WORK TO DO
Format the material below as a numbered list, with each line as its own item and blank lines omitted.

== DATA SHOWN ==

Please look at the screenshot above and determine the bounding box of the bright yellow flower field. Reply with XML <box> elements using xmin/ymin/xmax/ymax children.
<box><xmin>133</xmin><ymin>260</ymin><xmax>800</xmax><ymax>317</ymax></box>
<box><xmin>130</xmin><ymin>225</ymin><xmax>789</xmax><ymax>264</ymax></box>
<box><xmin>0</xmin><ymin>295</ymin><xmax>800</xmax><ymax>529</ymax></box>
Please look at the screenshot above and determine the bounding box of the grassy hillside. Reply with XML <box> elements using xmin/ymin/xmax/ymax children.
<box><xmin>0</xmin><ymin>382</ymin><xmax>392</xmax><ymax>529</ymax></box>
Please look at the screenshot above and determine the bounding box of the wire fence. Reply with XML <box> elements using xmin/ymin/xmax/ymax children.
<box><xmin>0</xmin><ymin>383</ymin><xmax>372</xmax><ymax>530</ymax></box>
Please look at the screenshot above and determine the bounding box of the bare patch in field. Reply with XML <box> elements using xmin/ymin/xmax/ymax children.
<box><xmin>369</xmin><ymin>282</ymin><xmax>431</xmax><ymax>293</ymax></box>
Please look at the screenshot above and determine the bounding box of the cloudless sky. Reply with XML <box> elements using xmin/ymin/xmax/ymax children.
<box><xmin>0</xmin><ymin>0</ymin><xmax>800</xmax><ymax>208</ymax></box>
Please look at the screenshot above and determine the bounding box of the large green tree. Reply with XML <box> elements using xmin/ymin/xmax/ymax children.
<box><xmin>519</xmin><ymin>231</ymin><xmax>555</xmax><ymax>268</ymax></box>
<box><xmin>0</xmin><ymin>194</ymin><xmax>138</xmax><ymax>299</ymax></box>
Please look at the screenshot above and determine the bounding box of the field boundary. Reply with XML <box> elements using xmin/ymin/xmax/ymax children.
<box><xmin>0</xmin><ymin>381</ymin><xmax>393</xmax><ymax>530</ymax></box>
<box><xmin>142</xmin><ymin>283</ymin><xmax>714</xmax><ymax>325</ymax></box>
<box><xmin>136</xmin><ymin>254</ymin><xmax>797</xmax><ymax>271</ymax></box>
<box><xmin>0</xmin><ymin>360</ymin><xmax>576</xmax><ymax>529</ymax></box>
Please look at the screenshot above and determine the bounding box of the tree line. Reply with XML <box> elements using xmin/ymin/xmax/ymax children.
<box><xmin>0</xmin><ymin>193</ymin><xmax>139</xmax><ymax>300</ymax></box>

===

SOLUTION
1. Please look at the screenshot above and determine the bounding box of the bright yellow flower field. Reply with XML <box> elements using xmin/ymin/xmax/ymax children.
2. <box><xmin>133</xmin><ymin>260</ymin><xmax>800</xmax><ymax>317</ymax></box>
3. <box><xmin>130</xmin><ymin>225</ymin><xmax>789</xmax><ymax>264</ymax></box>
4. <box><xmin>0</xmin><ymin>295</ymin><xmax>800</xmax><ymax>529</ymax></box>
5. Please look at the screenshot above and determine the bounding box of the grassy hillside. Reply with XML <box> elements using xmin/ymin/xmax/ymax children.
6. <box><xmin>0</xmin><ymin>382</ymin><xmax>392</xmax><ymax>529</ymax></box>
7. Please look at the screenshot above and determine the bounding box of the wire fence. Reply with XML <box> elements using xmin/ymin/xmax/ymax children.
8. <box><xmin>0</xmin><ymin>383</ymin><xmax>372</xmax><ymax>530</ymax></box>
9. Please look at the screenshot above and determine the bounding box of the bare patch in field. Reply with XML <box> elements using xmin/ymin/xmax/ymax children.
10. <box><xmin>369</xmin><ymin>282</ymin><xmax>431</xmax><ymax>293</ymax></box>
11. Please look at the screenshot above and determine the bounding box of the cloudless sky. Reply with XML <box> elements using xmin/ymin/xmax/ymax children.
12. <box><xmin>0</xmin><ymin>0</ymin><xmax>800</xmax><ymax>208</ymax></box>
13. Please look at the screenshot above and determine the bounding box of the large green tree. Reply with XML <box> elements using xmin/ymin/xmax/ymax children.
14. <box><xmin>519</xmin><ymin>231</ymin><xmax>555</xmax><ymax>268</ymax></box>
15. <box><xmin>0</xmin><ymin>194</ymin><xmax>138</xmax><ymax>299</ymax></box>
16. Please look at the screenshot above and determine the bounding box of the field boundary. Reply with XML <box> elements using xmin/ymin/xmax/ymax children.
17. <box><xmin>0</xmin><ymin>381</ymin><xmax>393</xmax><ymax>530</ymax></box>
18. <box><xmin>142</xmin><ymin>283</ymin><xmax>714</xmax><ymax>325</ymax></box>
19. <box><xmin>136</xmin><ymin>254</ymin><xmax>797</xmax><ymax>271</ymax></box>
20. <box><xmin>0</xmin><ymin>360</ymin><xmax>576</xmax><ymax>529</ymax></box>
21. Please look at the screenshot above and determine the bounding box of the tree line. Reply with XML <box> elements using xmin/ymin/xmax/ymax children.
22. <box><xmin>0</xmin><ymin>193</ymin><xmax>139</xmax><ymax>300</ymax></box>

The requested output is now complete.